··· Page extract

Originally Posted by Josh_Brown
The way most players avoided ganks was through manipulating other OS mechanics to their benefit, like tagging NPCs and using invisible/invulnerability timers. Basically, a lot of this game has been players finding "creative" means to skirt the rules and game the mechanics in order to deal with parts of the game that were poorly designed or implemented. Rather than fix things, FLS largely used to pat people on the head for using things in ways wholly contrary to their intended function, and then add more unbalanced content and broken mechanics instead of addressing existing problems. I think this was an easier answer for some of the early dev teams than fixing things, and I think on some level they liked the "sandbox" feel of letting people play with the mechanics.
But the result wasn't fun in the long term - it was more like an untreated cancer that progressively metastasized and sickened the game. New players had to not only learn a complicated PvP system in an open-world PvP environment that made them valid targets for high-level players even at the lowest levels, but they also had to learn a long series of work-arounds in order to be able to play the game with a basic level of competence. And as the work-arounds and notions of best gear, best classes, acceptable targets, etc. all solidified within the playerbase, a lot of the fringe players who had been trying to do their own thing, RP, whatever, in a sandbox style, found themselves left out, and a lot of them left. It was sort of like moving to a small town as a kid who enjoys sports, only to discover there's only one game played in town, it's basketball played 4v4 according to a modified set of rules and scoring, played for money in an old gym with uneven floors, bent rims, dead spots in the backboard, and half the lights burnt out. Huge home court advantage, and a lot of incentive for a newcomer to just take their ball and go home.

······
··· Extracted information

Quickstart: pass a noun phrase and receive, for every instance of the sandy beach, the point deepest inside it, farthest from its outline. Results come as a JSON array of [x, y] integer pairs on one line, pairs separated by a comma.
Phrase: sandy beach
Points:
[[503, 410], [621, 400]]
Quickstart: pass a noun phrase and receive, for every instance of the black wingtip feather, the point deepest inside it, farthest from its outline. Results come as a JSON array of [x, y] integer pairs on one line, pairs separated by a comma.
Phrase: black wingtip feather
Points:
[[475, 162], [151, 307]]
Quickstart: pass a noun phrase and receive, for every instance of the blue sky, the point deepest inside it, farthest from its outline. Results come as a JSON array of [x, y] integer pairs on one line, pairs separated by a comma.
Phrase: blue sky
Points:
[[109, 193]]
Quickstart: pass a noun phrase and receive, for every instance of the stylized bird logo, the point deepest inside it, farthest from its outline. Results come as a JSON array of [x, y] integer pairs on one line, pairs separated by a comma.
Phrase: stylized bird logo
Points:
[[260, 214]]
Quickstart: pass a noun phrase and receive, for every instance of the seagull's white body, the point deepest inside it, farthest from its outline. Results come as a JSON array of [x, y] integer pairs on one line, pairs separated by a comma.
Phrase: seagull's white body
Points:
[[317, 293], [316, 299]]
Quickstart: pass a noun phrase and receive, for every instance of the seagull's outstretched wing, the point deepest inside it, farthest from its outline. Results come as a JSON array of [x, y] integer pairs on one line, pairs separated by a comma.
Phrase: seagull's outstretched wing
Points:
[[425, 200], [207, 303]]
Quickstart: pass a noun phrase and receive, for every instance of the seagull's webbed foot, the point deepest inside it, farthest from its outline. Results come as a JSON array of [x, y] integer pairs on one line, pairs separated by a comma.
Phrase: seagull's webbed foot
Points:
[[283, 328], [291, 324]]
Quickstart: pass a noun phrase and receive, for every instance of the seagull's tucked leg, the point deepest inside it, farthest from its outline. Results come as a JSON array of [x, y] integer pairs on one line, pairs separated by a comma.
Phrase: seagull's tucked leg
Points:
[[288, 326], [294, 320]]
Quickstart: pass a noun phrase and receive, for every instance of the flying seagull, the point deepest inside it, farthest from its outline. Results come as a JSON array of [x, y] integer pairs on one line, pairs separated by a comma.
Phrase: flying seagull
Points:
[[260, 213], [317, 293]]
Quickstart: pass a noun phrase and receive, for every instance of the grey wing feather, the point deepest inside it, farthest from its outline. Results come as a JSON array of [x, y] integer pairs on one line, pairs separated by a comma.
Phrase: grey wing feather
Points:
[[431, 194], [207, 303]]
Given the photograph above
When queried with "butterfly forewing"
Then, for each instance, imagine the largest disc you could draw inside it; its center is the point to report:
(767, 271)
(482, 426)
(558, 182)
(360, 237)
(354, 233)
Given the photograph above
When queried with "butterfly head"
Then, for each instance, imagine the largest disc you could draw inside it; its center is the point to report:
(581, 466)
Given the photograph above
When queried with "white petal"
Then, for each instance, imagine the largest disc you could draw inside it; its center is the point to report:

······

* _Task A_:
Reproduce the part of the forum post on game mechanics starting with "Originally Posted by" and going on through "with the mechanics.".
* _Task B_:
According to the forum post on game mechanics, how did most players avoid ganks?
* _Task C_:
Extend the forum post on game mechanics past its final sentence.
The lines above can be set aside.

* _Final answer A_:
Originally Posted by Josh_Brown
The way most players avoided ganks was through manipulating other OS mechanics to their benefit, like tagging NPCs and using invisible/invulnerability timers. Basically, a lot of this game has been players finding "creative" means to skirt the rules and game the mechanics in order to deal with parts of the game that were poorly designed or implemented. Rather than fix things, FLS largely used to pat people on the head for using things in ways wholly contrary to their intended function, and then add more unbalanced content and broken mechanics instead of addressing existing problems. I think this was an easier answer for some of the early dev teams than fixing things, and I think on some level they liked the "sandbox" feel of letting people play with the mechanics.

* _Final answer B_:
They manipulated other OS mechanics to their benefit, such as tagging NPCs and using invisible/invulnerability timers.

* _Final answer C_:
Now I see the dev team trying to really fix the problems players have been having for years, and make the game run tight, according to an intended ruleset, with mechanics that don't require GM policing, and it's good stuff... but it's unfamiliar territory to everyone who had memorized all the sweet spots of those old backboards in that dark gym, and all the places where a warped floorboard would kick a loose ball free from some unsuspecting nub.